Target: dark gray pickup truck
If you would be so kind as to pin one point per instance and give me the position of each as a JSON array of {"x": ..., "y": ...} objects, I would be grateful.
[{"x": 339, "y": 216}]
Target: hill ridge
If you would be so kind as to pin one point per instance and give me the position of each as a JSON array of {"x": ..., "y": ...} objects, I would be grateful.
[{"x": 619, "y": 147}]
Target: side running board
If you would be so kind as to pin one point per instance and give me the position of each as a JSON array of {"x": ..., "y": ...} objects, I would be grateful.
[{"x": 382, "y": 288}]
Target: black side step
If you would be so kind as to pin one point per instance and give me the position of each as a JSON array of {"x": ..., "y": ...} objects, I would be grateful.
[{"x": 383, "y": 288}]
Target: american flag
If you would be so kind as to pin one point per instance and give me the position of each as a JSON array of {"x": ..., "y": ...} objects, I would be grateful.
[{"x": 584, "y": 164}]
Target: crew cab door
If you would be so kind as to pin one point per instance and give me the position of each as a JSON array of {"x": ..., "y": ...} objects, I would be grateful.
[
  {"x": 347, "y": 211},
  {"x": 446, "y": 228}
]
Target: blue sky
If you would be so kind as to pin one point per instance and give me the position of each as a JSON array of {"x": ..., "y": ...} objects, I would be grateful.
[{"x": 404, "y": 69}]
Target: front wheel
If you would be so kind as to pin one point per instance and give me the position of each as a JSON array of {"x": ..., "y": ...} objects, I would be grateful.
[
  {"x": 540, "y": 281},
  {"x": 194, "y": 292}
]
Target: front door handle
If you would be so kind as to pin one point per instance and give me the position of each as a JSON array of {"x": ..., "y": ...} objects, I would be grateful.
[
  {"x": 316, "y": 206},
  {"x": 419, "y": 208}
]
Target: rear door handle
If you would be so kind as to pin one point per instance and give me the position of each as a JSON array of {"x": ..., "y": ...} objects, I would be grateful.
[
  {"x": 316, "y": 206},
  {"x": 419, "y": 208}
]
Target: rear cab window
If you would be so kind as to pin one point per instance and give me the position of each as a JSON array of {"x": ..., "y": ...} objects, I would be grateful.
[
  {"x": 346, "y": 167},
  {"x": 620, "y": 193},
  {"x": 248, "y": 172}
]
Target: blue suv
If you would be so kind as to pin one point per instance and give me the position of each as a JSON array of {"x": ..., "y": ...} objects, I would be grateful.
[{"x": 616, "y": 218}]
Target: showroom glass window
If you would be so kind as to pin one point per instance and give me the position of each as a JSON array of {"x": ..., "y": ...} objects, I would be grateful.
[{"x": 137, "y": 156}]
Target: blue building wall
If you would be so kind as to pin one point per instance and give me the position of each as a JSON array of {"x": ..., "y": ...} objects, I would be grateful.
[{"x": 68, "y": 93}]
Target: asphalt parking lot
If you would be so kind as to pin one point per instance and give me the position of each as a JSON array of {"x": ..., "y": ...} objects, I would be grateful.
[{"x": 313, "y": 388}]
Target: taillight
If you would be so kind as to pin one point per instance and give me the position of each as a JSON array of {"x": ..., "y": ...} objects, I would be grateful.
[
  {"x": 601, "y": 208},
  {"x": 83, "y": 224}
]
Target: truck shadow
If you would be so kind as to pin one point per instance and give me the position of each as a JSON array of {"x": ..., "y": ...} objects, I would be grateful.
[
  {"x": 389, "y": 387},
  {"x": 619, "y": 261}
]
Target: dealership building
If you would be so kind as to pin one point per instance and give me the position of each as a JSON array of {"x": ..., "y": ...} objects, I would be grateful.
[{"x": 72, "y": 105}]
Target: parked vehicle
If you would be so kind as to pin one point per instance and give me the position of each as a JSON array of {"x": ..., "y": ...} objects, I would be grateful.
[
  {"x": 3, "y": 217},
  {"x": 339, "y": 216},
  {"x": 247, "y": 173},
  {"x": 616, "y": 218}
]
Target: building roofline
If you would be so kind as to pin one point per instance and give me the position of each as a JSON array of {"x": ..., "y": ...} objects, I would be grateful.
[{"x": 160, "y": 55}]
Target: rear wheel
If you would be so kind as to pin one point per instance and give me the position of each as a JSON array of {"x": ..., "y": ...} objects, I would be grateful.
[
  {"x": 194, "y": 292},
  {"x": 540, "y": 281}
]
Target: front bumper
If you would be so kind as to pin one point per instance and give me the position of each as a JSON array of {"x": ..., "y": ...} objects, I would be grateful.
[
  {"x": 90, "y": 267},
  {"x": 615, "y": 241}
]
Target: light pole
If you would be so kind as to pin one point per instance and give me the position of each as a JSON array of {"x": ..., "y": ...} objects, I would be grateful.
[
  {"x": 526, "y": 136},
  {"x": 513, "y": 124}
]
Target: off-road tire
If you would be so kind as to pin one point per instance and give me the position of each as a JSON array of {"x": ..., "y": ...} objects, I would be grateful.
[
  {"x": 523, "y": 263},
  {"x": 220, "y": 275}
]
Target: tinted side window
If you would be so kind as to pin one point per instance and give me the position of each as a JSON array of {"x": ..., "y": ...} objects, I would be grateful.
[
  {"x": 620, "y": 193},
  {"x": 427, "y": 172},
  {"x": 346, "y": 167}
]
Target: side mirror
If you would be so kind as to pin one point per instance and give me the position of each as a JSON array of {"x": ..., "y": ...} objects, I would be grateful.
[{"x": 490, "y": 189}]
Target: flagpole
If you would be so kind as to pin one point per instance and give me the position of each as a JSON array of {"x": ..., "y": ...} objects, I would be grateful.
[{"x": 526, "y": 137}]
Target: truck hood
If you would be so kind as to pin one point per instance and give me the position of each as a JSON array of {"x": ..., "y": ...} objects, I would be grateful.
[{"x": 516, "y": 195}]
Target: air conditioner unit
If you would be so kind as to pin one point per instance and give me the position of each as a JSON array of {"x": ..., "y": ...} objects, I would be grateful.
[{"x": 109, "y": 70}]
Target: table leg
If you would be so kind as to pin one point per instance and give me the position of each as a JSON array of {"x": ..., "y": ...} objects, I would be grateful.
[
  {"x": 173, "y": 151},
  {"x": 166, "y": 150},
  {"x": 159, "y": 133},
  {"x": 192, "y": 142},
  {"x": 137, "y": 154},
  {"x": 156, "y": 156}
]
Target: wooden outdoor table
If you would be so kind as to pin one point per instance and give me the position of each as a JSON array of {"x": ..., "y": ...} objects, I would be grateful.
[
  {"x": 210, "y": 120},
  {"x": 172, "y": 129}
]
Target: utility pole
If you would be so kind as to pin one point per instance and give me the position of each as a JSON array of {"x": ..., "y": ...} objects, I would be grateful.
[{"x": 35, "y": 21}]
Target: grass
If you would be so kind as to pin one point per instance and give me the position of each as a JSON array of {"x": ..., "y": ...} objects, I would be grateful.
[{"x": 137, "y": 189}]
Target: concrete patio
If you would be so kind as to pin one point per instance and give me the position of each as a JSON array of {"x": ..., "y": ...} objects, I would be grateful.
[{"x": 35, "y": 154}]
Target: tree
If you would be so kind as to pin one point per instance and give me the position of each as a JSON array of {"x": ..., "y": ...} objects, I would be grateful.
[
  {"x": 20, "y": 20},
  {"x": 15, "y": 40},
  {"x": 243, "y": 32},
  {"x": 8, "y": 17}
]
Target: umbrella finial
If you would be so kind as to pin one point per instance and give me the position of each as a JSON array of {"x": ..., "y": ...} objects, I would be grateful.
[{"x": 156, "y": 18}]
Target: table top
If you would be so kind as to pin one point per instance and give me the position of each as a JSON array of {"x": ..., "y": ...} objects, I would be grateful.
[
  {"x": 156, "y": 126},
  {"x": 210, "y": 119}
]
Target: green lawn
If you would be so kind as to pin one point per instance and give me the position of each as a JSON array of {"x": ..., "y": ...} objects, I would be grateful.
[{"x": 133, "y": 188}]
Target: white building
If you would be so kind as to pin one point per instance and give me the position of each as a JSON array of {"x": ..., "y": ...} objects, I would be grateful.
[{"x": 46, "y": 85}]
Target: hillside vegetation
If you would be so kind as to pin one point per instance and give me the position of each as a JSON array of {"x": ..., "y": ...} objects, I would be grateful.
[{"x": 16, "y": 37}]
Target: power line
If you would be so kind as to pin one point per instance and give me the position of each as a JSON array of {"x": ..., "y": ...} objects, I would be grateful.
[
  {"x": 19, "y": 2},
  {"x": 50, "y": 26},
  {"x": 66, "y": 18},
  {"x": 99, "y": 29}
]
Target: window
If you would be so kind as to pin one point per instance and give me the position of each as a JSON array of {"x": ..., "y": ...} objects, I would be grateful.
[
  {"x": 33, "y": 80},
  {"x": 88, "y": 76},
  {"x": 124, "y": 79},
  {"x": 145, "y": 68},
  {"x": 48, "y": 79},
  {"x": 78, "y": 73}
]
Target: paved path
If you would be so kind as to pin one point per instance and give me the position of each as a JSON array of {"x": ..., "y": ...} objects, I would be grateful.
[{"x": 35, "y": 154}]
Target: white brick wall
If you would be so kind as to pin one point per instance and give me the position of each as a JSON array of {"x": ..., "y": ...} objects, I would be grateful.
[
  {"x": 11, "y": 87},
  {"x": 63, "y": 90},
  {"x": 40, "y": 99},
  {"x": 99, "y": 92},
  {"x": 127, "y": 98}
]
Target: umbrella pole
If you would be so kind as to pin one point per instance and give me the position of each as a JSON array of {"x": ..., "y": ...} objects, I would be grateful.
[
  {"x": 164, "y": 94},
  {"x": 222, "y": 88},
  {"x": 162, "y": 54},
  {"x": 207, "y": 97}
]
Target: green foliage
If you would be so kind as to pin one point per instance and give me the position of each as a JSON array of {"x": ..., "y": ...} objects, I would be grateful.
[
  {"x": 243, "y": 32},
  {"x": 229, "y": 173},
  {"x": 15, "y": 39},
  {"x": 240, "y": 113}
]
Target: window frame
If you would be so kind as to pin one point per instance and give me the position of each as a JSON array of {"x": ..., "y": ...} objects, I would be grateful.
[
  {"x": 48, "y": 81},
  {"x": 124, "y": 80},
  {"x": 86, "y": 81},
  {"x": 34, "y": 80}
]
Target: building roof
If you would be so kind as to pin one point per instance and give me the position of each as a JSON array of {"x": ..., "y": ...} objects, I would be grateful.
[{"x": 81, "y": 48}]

-=-=-

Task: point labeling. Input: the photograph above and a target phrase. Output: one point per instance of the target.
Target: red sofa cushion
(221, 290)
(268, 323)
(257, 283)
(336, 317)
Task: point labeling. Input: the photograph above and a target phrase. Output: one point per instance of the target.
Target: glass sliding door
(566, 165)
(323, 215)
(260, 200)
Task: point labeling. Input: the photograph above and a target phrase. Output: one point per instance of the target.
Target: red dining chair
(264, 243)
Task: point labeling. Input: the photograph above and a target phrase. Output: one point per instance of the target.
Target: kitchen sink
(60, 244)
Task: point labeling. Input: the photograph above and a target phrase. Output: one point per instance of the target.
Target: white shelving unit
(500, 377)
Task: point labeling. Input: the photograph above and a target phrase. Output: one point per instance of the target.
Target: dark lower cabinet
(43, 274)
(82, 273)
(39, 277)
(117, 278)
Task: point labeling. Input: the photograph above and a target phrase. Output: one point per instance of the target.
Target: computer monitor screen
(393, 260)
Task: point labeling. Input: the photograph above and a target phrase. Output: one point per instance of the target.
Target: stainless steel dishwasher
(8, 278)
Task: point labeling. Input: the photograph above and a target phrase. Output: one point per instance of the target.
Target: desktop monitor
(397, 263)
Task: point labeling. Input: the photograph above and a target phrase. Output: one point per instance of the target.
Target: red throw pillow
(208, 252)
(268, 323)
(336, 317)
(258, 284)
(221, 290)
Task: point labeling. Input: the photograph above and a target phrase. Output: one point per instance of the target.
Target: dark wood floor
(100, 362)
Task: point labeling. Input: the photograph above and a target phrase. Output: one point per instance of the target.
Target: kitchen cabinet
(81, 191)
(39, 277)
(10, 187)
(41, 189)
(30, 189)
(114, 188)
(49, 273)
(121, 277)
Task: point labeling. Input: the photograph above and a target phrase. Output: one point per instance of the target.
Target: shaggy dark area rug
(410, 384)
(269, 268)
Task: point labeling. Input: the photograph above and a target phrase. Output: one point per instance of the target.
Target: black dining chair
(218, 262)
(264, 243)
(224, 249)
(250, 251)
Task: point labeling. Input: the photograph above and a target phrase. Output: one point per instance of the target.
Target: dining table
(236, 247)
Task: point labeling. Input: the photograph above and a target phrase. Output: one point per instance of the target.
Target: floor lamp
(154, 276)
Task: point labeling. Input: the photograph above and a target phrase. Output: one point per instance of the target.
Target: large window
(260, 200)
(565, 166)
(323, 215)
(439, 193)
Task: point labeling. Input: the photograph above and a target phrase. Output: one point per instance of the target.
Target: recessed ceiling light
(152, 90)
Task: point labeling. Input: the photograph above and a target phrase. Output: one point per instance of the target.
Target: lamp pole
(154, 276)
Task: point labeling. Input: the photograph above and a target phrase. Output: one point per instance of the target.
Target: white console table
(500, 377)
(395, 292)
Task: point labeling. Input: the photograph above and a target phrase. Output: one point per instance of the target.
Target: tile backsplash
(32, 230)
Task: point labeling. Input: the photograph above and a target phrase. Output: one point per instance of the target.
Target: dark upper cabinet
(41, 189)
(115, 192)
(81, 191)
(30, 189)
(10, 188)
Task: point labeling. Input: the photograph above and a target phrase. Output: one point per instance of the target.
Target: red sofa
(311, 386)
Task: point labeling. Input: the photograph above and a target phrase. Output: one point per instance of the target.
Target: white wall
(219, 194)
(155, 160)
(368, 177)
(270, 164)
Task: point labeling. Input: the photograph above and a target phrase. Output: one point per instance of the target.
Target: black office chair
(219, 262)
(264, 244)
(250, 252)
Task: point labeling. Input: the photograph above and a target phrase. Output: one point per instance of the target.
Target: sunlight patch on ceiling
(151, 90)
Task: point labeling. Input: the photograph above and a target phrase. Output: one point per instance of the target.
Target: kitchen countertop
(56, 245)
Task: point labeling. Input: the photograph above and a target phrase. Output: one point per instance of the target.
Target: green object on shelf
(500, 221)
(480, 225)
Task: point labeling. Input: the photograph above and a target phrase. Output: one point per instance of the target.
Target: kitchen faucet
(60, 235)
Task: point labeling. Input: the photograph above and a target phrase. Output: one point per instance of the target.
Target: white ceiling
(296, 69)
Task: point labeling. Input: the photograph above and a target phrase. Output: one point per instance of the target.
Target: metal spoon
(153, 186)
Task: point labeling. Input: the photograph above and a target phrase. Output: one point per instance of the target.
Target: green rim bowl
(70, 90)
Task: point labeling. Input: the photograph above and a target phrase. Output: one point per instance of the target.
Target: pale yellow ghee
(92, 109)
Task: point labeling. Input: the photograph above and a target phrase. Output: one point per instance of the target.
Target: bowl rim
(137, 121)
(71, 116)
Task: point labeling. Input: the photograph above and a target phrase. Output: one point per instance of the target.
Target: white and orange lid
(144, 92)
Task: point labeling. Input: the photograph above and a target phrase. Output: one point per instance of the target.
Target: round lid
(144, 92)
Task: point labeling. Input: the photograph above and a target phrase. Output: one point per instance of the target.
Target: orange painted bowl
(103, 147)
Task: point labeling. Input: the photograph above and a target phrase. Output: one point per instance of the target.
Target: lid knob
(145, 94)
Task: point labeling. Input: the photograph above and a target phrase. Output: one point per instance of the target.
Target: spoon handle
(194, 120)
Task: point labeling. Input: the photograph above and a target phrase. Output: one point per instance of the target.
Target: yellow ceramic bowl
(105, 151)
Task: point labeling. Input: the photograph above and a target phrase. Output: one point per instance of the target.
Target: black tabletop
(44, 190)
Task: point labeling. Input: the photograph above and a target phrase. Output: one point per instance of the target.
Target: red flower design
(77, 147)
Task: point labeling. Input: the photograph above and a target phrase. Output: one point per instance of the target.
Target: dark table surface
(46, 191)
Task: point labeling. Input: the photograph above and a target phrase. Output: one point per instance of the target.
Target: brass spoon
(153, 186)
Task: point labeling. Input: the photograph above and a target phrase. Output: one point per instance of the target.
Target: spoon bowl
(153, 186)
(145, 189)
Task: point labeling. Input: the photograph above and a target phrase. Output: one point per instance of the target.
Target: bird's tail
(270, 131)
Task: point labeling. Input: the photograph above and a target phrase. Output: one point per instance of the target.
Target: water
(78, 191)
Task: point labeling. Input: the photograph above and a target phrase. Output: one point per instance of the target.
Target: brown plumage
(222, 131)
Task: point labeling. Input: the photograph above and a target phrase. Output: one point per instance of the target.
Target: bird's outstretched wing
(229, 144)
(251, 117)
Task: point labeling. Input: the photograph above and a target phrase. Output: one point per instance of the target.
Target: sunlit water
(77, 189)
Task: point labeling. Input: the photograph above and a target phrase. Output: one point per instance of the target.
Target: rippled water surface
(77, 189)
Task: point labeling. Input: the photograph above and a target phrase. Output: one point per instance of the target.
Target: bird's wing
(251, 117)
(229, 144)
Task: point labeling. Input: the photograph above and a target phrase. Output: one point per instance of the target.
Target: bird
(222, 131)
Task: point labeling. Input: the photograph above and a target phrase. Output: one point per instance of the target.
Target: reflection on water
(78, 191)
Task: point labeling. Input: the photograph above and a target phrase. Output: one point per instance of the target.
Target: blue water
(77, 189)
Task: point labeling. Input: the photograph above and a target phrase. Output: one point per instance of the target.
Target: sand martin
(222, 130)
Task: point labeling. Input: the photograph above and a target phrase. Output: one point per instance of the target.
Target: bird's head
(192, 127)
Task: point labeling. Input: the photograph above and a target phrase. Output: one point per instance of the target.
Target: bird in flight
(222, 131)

-=-=-

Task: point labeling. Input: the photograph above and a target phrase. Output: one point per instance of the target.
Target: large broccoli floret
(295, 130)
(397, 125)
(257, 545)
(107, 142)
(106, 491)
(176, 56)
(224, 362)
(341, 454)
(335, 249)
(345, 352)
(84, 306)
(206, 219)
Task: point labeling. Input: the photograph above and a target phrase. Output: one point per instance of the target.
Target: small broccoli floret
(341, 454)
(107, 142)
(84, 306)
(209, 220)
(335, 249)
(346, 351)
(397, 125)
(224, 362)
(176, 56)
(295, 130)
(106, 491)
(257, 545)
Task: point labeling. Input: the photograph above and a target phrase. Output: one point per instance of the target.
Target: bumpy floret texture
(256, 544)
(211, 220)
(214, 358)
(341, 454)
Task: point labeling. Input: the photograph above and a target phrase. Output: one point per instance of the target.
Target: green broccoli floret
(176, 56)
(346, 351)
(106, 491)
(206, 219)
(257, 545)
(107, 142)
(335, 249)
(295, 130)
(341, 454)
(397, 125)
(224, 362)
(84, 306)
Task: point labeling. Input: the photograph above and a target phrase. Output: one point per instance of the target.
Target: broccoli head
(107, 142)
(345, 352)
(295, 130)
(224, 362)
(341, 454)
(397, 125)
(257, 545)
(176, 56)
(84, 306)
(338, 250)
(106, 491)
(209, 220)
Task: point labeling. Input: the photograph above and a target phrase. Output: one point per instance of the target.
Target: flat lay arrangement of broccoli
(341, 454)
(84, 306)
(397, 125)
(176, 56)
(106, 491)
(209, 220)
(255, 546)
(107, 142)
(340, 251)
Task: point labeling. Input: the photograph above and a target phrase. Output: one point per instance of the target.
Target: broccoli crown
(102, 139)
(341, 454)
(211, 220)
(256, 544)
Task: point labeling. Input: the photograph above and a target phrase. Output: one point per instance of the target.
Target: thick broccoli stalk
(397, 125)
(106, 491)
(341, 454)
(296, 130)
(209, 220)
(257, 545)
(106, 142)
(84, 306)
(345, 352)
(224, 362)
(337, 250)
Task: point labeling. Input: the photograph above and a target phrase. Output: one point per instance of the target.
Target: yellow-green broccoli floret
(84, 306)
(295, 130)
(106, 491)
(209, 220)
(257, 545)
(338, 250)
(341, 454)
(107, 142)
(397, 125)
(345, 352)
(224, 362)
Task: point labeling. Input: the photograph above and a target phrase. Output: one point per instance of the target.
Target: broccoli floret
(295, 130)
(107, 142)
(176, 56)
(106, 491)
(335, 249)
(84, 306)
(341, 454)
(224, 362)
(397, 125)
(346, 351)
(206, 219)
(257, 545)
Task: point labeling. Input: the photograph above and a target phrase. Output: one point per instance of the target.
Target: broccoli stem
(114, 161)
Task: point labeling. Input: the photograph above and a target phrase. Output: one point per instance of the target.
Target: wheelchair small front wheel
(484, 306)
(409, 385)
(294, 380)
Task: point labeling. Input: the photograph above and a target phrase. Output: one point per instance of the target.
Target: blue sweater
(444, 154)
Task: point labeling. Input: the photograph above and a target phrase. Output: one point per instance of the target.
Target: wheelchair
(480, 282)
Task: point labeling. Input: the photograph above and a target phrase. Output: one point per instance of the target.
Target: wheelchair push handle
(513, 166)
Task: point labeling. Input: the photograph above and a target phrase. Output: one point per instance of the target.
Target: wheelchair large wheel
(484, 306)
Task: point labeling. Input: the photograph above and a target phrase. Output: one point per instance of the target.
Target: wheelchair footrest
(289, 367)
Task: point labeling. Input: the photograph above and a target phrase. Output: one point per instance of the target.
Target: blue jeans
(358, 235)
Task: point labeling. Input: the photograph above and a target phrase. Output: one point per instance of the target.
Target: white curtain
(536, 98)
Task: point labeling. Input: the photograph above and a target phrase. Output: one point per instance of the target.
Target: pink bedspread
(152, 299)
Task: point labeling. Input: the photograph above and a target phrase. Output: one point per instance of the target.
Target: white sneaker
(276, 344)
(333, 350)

-=-=-

--- WHAT YOU SHOULD DO ---
Identify every line in the records above that contains the word "unit", and reproduce each such line in full.

--- SOLUTION FOR THIS PROBLEM ---
Target: air conditioner unit
Target: white shelving unit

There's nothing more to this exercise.